Extracted text:
------------------------------------------------------------
According to the National Heart, Lung and Blood Association, nearly one-third of Americans suffer from hypertension (high blood pressure). Like thin-walled hoses holding too much water pressure, the blood vessels of hyper- tensives become stretched and fragile. The intense pressure can also endanger the other organs and lead to heart and kidney failure, strokes, or blindness.

To control high blood pressure, doctors usually recommend lifestyle changes—exercise, relaxation, and cutting back on salt—plus medication. Soon, daily hibiscus tea may join that line up. It appears to ease mild hypertension the same way many anti-hypertensive drugs do—by opening the blood vessels, decreasing the viscosity of the blood, and increasing urine production (which reduces blood volume).

Hibiscus teas are made from the flowering bush Hibiscus sabdariffa, a relative of the yard-dwelling tropical beauty with the dinner plate-sized flowers. Sometimes called roselle or karkade, the plant grows a thick, juicy calyx (the ring around the base of the blossom) that people the world over use for flavorings, drinks, desserts, and now, hypertension treatment. In a study published in Phytomedicine in 2004, patients drank a daily infusion of 10 grams of the dried calyxes. Study results show the tea controlled mild to moderate hypertension as effectively as captopril, a leading drug for hypertension and heart failure.
------------------------------------------------------------
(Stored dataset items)
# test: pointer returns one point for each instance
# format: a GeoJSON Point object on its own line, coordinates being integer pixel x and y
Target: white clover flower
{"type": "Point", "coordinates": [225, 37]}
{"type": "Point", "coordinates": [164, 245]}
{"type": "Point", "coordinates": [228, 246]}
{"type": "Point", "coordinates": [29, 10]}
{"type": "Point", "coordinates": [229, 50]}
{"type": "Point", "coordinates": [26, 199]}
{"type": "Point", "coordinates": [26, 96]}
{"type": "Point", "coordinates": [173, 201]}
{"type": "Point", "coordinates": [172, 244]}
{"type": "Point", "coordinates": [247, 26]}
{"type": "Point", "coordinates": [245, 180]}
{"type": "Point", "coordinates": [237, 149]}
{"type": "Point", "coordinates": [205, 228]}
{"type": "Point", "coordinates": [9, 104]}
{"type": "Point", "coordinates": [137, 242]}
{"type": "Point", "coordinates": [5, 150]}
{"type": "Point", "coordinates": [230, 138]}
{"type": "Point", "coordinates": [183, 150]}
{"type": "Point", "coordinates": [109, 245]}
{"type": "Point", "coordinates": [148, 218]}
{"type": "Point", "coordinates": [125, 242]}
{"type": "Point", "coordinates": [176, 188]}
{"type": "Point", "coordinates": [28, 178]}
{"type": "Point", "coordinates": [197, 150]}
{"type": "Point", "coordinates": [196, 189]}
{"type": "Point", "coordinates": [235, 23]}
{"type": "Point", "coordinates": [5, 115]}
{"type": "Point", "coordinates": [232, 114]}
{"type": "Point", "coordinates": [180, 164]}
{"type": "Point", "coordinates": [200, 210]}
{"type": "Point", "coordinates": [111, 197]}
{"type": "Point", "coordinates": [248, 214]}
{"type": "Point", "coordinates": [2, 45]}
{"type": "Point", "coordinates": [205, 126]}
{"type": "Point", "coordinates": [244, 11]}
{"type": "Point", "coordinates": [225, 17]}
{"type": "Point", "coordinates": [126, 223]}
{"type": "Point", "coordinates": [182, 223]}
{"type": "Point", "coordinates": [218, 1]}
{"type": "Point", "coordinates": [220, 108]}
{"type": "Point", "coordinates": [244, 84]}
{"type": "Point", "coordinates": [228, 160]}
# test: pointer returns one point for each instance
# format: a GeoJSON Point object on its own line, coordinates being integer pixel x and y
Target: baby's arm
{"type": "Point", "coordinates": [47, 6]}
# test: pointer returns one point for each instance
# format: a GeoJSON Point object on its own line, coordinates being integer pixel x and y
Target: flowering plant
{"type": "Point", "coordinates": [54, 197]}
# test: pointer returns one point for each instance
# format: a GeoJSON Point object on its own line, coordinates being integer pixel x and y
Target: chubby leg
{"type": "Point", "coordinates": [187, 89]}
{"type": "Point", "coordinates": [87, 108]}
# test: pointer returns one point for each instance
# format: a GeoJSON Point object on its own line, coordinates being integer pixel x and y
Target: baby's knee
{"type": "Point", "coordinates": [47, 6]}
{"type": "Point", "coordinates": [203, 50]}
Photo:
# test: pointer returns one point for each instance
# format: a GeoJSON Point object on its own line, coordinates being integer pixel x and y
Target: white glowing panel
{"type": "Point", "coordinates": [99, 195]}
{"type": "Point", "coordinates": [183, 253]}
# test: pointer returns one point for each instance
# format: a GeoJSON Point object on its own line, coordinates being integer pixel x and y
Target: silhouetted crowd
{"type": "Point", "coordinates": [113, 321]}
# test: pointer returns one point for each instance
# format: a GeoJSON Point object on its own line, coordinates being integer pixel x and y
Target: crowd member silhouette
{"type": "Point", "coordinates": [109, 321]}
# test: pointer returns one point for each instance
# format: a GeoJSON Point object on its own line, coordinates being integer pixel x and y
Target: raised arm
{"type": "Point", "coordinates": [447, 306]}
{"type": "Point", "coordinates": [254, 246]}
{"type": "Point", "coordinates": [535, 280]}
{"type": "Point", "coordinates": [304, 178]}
------------------------------------------------------------
Task brief:
Print the hibiscus tea passage from "According to the" to "reduces blood volume).", reproducing every word without change. The records are separate material from the hibiscus tea passage.

Written response:
According to the National Heart, Lung and Blood Association, nearly one-third of Americans suffer from hypertension (high blood pressure). Like thin-walled hoses holding too much water pressure, the blood vessels of hyper- tensives become stretched and fragile. The intense pressure can also endanger the other organs and lead to heart and kidney failure, strokes, or blindness.

To control high blood pressure, doctors usually recommend lifestyle changes—exercise, relaxation, and cutting back on salt—plus medication. Soon, daily hibiscus tea may join that line up. It appears to ease mild hypertension the same way many anti-hypertensive drugs do—by opening the blood vessels, decreasing the viscosity of the blood, and increasing urine production (which reduces blood volume).